[Point-per-instance localization data]

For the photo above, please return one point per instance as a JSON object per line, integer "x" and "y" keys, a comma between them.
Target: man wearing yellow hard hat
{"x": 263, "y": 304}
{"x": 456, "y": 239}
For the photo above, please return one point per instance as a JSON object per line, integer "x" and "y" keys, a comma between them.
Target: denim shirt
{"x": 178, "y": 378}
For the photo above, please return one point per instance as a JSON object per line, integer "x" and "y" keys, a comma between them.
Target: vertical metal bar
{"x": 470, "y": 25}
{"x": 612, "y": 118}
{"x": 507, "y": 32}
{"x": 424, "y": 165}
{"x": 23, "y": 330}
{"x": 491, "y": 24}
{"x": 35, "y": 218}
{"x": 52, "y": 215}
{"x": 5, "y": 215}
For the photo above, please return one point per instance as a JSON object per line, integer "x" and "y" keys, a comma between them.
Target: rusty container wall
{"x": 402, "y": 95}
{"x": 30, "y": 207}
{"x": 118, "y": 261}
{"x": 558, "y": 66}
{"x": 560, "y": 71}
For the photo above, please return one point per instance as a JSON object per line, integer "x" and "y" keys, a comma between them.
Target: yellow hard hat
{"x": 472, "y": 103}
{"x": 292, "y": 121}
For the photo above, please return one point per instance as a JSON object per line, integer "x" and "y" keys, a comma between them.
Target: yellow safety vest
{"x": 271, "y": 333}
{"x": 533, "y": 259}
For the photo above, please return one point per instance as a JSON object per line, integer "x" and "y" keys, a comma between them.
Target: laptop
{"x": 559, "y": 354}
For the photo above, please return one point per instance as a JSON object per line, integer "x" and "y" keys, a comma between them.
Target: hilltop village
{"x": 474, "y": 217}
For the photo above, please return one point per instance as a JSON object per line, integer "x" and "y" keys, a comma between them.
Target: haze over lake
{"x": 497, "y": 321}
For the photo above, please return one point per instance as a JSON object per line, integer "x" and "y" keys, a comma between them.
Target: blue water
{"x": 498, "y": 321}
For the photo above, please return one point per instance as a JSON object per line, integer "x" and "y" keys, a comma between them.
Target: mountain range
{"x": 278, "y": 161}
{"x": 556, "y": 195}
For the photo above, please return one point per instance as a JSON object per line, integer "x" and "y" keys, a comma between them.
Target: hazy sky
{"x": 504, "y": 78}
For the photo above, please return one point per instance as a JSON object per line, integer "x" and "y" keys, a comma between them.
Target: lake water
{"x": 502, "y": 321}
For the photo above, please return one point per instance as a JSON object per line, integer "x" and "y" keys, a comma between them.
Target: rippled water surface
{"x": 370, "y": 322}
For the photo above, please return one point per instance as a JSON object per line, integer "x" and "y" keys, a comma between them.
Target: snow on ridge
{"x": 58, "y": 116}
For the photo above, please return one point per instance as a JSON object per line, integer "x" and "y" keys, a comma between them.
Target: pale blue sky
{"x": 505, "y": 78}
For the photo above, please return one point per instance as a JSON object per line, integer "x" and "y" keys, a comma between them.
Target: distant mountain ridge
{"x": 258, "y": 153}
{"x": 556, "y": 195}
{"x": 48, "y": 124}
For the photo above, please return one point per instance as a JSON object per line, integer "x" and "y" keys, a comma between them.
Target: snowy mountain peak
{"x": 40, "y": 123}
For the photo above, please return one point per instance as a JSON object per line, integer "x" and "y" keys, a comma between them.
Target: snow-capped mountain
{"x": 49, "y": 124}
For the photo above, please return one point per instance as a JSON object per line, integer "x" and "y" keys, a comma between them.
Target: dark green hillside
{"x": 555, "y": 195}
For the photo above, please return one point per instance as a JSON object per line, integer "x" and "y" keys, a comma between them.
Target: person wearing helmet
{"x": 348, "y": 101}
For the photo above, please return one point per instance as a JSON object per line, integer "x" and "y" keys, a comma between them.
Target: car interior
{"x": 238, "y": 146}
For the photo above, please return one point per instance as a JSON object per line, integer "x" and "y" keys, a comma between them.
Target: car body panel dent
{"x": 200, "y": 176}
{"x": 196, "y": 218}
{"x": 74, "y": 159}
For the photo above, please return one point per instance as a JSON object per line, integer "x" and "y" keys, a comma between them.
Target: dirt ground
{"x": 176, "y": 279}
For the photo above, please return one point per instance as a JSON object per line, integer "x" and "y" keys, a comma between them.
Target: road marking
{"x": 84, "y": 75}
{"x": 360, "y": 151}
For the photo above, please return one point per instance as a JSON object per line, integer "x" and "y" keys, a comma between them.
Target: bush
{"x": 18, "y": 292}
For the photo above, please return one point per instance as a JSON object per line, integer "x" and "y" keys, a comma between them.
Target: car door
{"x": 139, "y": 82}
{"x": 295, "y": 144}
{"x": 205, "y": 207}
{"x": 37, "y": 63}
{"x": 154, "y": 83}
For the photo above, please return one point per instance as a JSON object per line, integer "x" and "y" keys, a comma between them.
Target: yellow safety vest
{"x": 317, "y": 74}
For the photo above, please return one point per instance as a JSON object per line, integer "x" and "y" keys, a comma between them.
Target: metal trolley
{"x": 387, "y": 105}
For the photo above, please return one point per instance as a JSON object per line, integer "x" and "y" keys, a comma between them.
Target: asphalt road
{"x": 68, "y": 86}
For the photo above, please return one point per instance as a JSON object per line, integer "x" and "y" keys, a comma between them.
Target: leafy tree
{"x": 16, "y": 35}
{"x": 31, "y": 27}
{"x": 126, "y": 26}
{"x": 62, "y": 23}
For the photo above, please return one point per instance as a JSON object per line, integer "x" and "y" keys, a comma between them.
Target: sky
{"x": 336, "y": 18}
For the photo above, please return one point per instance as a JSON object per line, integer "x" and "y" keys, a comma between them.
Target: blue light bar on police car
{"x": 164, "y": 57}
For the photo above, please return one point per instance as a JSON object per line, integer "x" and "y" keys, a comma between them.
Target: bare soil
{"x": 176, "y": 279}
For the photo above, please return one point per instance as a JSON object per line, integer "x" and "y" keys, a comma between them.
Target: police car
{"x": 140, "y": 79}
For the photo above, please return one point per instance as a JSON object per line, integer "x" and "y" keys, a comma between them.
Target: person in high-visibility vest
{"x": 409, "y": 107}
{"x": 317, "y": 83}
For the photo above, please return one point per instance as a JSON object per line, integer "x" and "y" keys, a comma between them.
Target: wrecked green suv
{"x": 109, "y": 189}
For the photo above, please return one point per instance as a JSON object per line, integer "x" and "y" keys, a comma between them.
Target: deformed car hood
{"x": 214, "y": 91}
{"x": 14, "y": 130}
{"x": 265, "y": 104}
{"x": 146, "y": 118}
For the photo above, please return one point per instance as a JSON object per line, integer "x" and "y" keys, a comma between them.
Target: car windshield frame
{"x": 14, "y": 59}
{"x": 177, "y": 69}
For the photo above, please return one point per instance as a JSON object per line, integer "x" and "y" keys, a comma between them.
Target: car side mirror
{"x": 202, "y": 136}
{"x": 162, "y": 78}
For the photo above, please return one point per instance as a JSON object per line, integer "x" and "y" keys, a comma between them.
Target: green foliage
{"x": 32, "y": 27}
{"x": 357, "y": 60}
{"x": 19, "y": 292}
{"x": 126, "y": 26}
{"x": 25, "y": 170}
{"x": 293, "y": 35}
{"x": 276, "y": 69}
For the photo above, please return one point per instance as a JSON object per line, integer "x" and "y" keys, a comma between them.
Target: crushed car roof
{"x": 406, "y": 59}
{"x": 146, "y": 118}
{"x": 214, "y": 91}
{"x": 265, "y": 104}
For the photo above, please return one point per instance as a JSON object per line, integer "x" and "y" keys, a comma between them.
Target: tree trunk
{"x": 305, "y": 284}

● WHAT YOU NEED TO DO: Every record above must be set down again, word for word.

● WORKED SOLUTION:
For the photo above, please return one point per instance as a JSON object per line, integer "x" and "y" keys, a comma between them.
Target: man wearing yellow hard hat
{"x": 263, "y": 304}
{"x": 456, "y": 239}
For the photo above, please return one point per instance as a JSON object per line, integer "x" and "y" keys, a comma between them.
Target: denim shirt
{"x": 178, "y": 378}
For the photo above, please return one point per instance as a JSON object per line, integer "x" and "y" keys, a comma between them.
Target: vertical metal bar
{"x": 470, "y": 25}
{"x": 612, "y": 118}
{"x": 507, "y": 32}
{"x": 424, "y": 165}
{"x": 23, "y": 330}
{"x": 491, "y": 24}
{"x": 35, "y": 218}
{"x": 52, "y": 215}
{"x": 5, "y": 215}
For the photo above, please return one point per instance as a JSON object per line, integer "x" and "y" keys, a comma between them.
Target: rusty container wall
{"x": 402, "y": 95}
{"x": 30, "y": 207}
{"x": 118, "y": 261}
{"x": 558, "y": 66}
{"x": 560, "y": 71}
For the photo above, please return one point per instance as a JSON object per line, integer "x" and "y" keys, a comma between them.
Target: yellow hard hat
{"x": 472, "y": 103}
{"x": 292, "y": 121}
For the photo above, please return one point per instance as a JSON object per line, integer "x" and "y" keys, a comma between them.
Target: yellow safety vest
{"x": 271, "y": 333}
{"x": 533, "y": 259}
For the photo above, please return one point per instance as a JSON object per line, integer "x" and "y" keys, a comma between them.
Target: laptop
{"x": 559, "y": 354}
For the photo above, please return one point per instance as a JSON object per line, integer "x" and "y" keys, a comma between them.
Target: hilltop village
{"x": 474, "y": 217}
For the photo above, please return one point per instance as a JSON object per line, integer "x" and "y" keys, a comma between them.
Target: haze over lake
{"x": 497, "y": 321}
For the photo above, please return one point per instance as a JSON object per line, integer "x" and "y" keys, a comma between them.
Target: blue water
{"x": 498, "y": 321}
For the photo above, please return one point per instance as a JSON object per line, integer "x" and "y" keys, a comma between them.
Target: mountain range
{"x": 278, "y": 161}
{"x": 556, "y": 195}
For the photo above, please return one point per instance as a JSON object per line, integer "x" and "y" keys, a comma between them.
Target: hazy sky
{"x": 504, "y": 78}
For the photo above, please return one point per instance as a JSON object per line, integer "x" and "y" keys, a comma between them.
Target: lake water
{"x": 502, "y": 321}
For the photo above, please return one point per instance as a JSON object per line, integer "x" and "y" keys, a comma between them.
Target: rippled water surface
{"x": 370, "y": 322}
For the photo above, please return one point per instance as a JSON object per line, integer "x" and "y" keys, a comma between them.
Target: snow on ridge
{"x": 58, "y": 116}
For the photo above, please return one point per instance as a JSON object per line, integer "x" and "y" keys, a comma between them.
Target: pale blue sky
{"x": 505, "y": 78}
For the photo above, please return one point per instance as a JSON object per line, integer "x" and "y" keys, a comma between them.
Target: distant mountain ridge
{"x": 258, "y": 153}
{"x": 556, "y": 195}
{"x": 48, "y": 124}
For the photo above, please return one point per instance as a JSON object per line, integer "x" and "y" keys, a comma between them.
Target: snowy mountain peak
{"x": 40, "y": 123}
For the photo above, please return one point per instance as a JSON object per line, integer "x" and "y" keys, a comma between them.
Target: snow-capped mountain
{"x": 49, "y": 124}
For the photo above, please return one point per instance as a JSON object per line, integer "x" and "y" keys, a comma between them.
Target: dark green hillside
{"x": 555, "y": 195}
For the photo above, please return one point per instance as a JSON object per line, integer "x" and "y" keys, a comma between them.
Target: person wearing helmet
{"x": 348, "y": 101}
For the photo above, please return one point per instance as a JSON object per line, integer "x" and "y" keys, a comma between them.
Target: car interior
{"x": 238, "y": 146}
For the photo above, please return one point per instance as a JSON object per line, integer "x" and "y" keys, a comma between them.
Target: car body panel dent
{"x": 200, "y": 176}
{"x": 196, "y": 218}
{"x": 74, "y": 159}
For the photo above, please return one point per instance as a JSON object per line, integer "x" and "y" keys, a comma between them.
Target: dirt ground
{"x": 176, "y": 279}
For the photo above, please return one point per instance as a JSON object per line, integer "x" and "y" keys, a comma between them.
Target: road marking
{"x": 84, "y": 75}
{"x": 360, "y": 151}
For the photo above, please return one point per instance as a JSON object per line, integer "x" and "y" keys, a comma between them.
Target: bush
{"x": 18, "y": 292}
For the photo above, please return one point per instance as a JSON object per line, integer "x" and "y" keys, a comma between them.
Target: car door
{"x": 139, "y": 82}
{"x": 295, "y": 144}
{"x": 205, "y": 207}
{"x": 37, "y": 63}
{"x": 154, "y": 83}
For the photo above, please return one point per instance as a JSON object per line, integer "x" and "y" keys, a comma between them.
Target: yellow safety vest
{"x": 317, "y": 74}
For the photo above, please return one point per instance as a JSON object per line, integer "x" and "y" keys, a comma between them.
Target: metal trolley
{"x": 387, "y": 105}
For the photo above, please return one point per instance as a JSON object per line, integer "x" and "y" keys, a comma between them.
Target: asphalt road
{"x": 68, "y": 86}
For the photo above, please return one point per instance as a JSON object per line, integer "x" and "y" keys, a comma between them.
Target: leafy tree
{"x": 16, "y": 35}
{"x": 31, "y": 27}
{"x": 126, "y": 26}
{"x": 62, "y": 23}
For the photo above, please return one point per instance as a JSON object per line, integer "x" and "y" keys, a comma between them.
Target: sky
{"x": 336, "y": 18}
For the photo above, please return one point per instance as a JSON object per line, integer "x" and "y" keys, a comma between them.
Target: blue light bar on police car
{"x": 164, "y": 57}
For the photo above, please return one point per instance as a JSON object per line, integer "x" and "y" keys, a comma between them.
Target: bare soil
{"x": 176, "y": 279}
For the photo above, please return one point per instance as a JSON object per line, integer "x" and "y" keys, a comma between them.
Target: police car
{"x": 140, "y": 79}
For the photo above, please return one point per instance as a JSON object per line, integer "x" and "y" keys, a comma between them.
Target: person in high-visibility vest
{"x": 409, "y": 107}
{"x": 317, "y": 83}
For the photo above, please return one point per instance as a JSON object per line, integer "x" and "y" keys, a comma between them.
Target: wrecked green suv
{"x": 109, "y": 189}
For the photo above, please return one point per instance as a JSON object per line, integer "x" and "y" keys, a comma between them.
Target: deformed car hood
{"x": 214, "y": 91}
{"x": 14, "y": 130}
{"x": 265, "y": 104}
{"x": 146, "y": 118}
For the photo above, please return one point per instance as a JSON object per line, integer "x" and "y" keys, a comma between them.
Target: car windshield frame
{"x": 14, "y": 59}
{"x": 177, "y": 69}
For the photo above, please return one point per instance as a JSON object per line, integer "x" and "y" keys, a comma between them.
Target: car side mirror
{"x": 202, "y": 136}
{"x": 162, "y": 78}
For the photo above, please return one point per instance as a JSON object per line, integer "x" and "y" keys, a comma between them.
Target: green foliage
{"x": 32, "y": 27}
{"x": 357, "y": 60}
{"x": 19, "y": 292}
{"x": 126, "y": 26}
{"x": 25, "y": 170}
{"x": 293, "y": 35}
{"x": 276, "y": 69}
For the photo above, please return one point per instance as a JSON object per line, integer "x" and "y" keys, a comma between them.
Target: crushed car roof
{"x": 406, "y": 59}
{"x": 146, "y": 118}
{"x": 214, "y": 91}
{"x": 265, "y": 104}
For the photo above, please return one point per instance as a JSON object per line, integer "x" and "y" keys, a comma between them.
Target: tree trunk
{"x": 305, "y": 284}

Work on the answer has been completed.